> _Data under study_
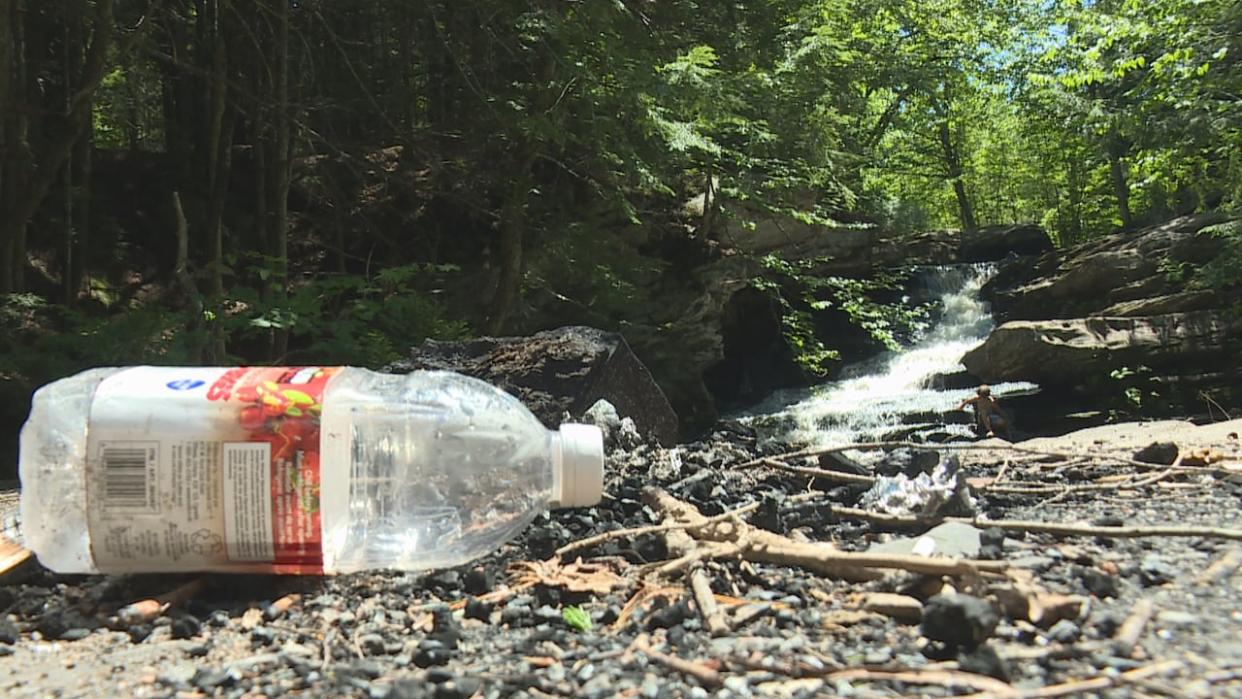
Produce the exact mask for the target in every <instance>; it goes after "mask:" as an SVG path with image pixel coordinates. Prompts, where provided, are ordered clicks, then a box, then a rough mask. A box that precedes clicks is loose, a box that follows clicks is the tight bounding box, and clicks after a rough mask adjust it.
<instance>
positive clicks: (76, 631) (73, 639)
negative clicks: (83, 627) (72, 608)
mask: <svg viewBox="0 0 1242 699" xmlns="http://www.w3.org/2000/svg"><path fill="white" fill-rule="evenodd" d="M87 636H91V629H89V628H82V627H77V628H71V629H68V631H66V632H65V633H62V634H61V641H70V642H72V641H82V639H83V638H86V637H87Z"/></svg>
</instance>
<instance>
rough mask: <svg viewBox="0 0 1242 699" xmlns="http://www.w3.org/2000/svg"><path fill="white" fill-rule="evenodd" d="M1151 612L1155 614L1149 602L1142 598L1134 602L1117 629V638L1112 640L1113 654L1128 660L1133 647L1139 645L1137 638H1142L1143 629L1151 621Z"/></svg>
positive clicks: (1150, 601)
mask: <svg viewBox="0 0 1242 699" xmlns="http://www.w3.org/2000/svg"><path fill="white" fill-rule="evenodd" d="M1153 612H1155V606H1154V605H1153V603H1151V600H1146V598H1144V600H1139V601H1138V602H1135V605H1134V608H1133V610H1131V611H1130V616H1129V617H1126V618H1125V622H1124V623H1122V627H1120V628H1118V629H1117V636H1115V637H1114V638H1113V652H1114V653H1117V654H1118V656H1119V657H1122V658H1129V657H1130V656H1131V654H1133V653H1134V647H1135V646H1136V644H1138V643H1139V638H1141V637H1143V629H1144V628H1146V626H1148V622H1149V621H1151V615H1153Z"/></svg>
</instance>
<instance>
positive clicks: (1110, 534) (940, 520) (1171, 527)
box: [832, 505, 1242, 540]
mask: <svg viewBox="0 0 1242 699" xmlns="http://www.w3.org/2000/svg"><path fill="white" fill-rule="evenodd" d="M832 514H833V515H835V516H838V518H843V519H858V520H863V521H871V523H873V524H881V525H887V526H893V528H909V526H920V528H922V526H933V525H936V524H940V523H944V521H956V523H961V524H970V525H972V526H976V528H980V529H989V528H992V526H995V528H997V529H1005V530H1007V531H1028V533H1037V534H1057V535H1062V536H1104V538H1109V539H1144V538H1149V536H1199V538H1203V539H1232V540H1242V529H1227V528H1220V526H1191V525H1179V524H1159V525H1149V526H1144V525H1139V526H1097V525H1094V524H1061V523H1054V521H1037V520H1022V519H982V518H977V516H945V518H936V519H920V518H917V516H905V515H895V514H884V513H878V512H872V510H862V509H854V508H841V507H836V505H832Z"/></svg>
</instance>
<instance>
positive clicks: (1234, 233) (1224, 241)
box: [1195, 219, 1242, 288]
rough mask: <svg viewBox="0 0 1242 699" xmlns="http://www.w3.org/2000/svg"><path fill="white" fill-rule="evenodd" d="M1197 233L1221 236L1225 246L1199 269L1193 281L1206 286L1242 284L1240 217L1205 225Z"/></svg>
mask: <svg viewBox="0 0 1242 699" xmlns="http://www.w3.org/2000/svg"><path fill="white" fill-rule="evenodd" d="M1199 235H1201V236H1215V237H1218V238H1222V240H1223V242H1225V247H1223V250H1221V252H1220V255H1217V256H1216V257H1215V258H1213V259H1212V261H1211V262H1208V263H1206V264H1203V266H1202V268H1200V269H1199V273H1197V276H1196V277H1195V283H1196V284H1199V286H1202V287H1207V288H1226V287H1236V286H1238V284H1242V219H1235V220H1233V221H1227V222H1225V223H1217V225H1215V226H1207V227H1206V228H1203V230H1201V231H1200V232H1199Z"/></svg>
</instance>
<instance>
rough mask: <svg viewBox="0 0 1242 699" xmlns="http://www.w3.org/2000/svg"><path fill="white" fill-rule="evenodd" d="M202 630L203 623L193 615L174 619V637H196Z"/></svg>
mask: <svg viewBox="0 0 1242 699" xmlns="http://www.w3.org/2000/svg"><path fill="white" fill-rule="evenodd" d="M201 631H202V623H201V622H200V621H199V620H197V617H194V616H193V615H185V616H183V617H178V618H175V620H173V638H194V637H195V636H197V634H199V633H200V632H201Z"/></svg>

> _Task brief_
Restate the listing above word for word, and skip the pictures.

> _Result of the task_
Produce the exact mask for the target in every <instance>; it goes after "mask:" as an SVG path with image pixel coordinates. Prompts, where provided, are ordered clicks, then a box, then a rough mask. A box that precedes clicks is loose, a box that follows clicks is the tight bounding box, and clicks after a rough mask adjust it.
<instance>
positive clicks: (76, 631) (73, 639)
negative clicks: (83, 627) (72, 608)
mask: <svg viewBox="0 0 1242 699" xmlns="http://www.w3.org/2000/svg"><path fill="white" fill-rule="evenodd" d="M87 636H91V629H89V628H82V627H77V628H71V629H68V631H66V632H65V633H62V634H61V641H70V642H72V641H82V639H83V638H86V637H87Z"/></svg>
</instance>
<instance>
rough mask: <svg viewBox="0 0 1242 699" xmlns="http://www.w3.org/2000/svg"><path fill="white" fill-rule="evenodd" d="M1151 612L1155 614L1149 602L1142 598L1134 602L1117 629V638L1112 640L1113 654L1128 660L1133 647L1139 645L1137 638H1142L1143 629L1151 621Z"/></svg>
positive clicks: (1150, 601)
mask: <svg viewBox="0 0 1242 699" xmlns="http://www.w3.org/2000/svg"><path fill="white" fill-rule="evenodd" d="M1153 612H1155V606H1154V605H1153V603H1151V600H1146V598H1144V600H1139V601H1138V602H1135V605H1134V608H1133V610H1131V611H1130V616H1129V617H1126V618H1125V622H1124V623H1122V627H1120V628H1118V629H1117V636H1115V637H1114V638H1113V652H1114V653H1117V654H1118V656H1119V657H1122V658H1129V657H1130V656H1131V654H1133V653H1134V647H1135V646H1136V644H1138V643H1139V638H1141V637H1143V629H1144V628H1146V626H1148V622H1149V621H1151V615H1153Z"/></svg>
</instance>
<instance>
positive clicks: (1110, 534) (940, 520) (1171, 527)
box: [832, 505, 1242, 540]
mask: <svg viewBox="0 0 1242 699" xmlns="http://www.w3.org/2000/svg"><path fill="white" fill-rule="evenodd" d="M832 514H833V515H835V516H838V518H843V519H858V520H863V521H871V523H873V524H881V525H887V526H893V528H909V526H920V528H922V526H933V525H936V524H940V523H944V521H956V523H961V524H970V525H972V526H976V528H980V529H989V528H992V526H995V528H997V529H1005V530H1007V531H1028V533H1037V534H1057V535H1062V536H1104V538H1109V539H1144V538H1149V536H1199V538H1203V539H1232V540H1242V529H1227V528H1220V526H1191V525H1179V524H1159V525H1149V526H1144V525H1139V526H1097V525H1094V524H1061V523H1054V521H1037V520H1022V519H982V518H977V516H945V518H936V519H920V518H917V516H905V515H895V514H884V513H878V512H872V510H862V509H854V508H841V507H836V505H832Z"/></svg>
</instance>
<instance>
positive clicks: (1234, 233) (1224, 241)
box: [1195, 219, 1242, 288]
rough mask: <svg viewBox="0 0 1242 699" xmlns="http://www.w3.org/2000/svg"><path fill="white" fill-rule="evenodd" d="M1197 233L1221 236L1225 246L1199 269L1193 281L1206 286L1242 284L1240 217L1205 225Z"/></svg>
mask: <svg viewBox="0 0 1242 699" xmlns="http://www.w3.org/2000/svg"><path fill="white" fill-rule="evenodd" d="M1199 235H1201V236H1215V237H1218V238H1222V240H1223V242H1225V247H1223V250H1221V252H1220V255H1217V256H1216V257H1215V258H1213V259H1212V261H1211V262H1208V263H1206V264H1203V266H1202V268H1200V269H1199V273H1197V276H1196V277H1195V283H1196V284H1199V286H1202V287H1207V288H1226V287H1236V286H1238V284H1242V219H1235V220H1233V221H1227V222H1225V223H1217V225H1215V226H1207V227H1206V228H1203V230H1201V231H1200V232H1199Z"/></svg>
</instance>
<instance>
rough mask: <svg viewBox="0 0 1242 699" xmlns="http://www.w3.org/2000/svg"><path fill="white" fill-rule="evenodd" d="M202 630L203 623L193 615L174 619V637H196Z"/></svg>
mask: <svg viewBox="0 0 1242 699" xmlns="http://www.w3.org/2000/svg"><path fill="white" fill-rule="evenodd" d="M201 631H202V623H201V622H200V621H199V620H197V617H194V616H193V615H185V616H183V617H178V618H175V620H173V638H194V637H195V636H197V634H199V633H200V632H201Z"/></svg>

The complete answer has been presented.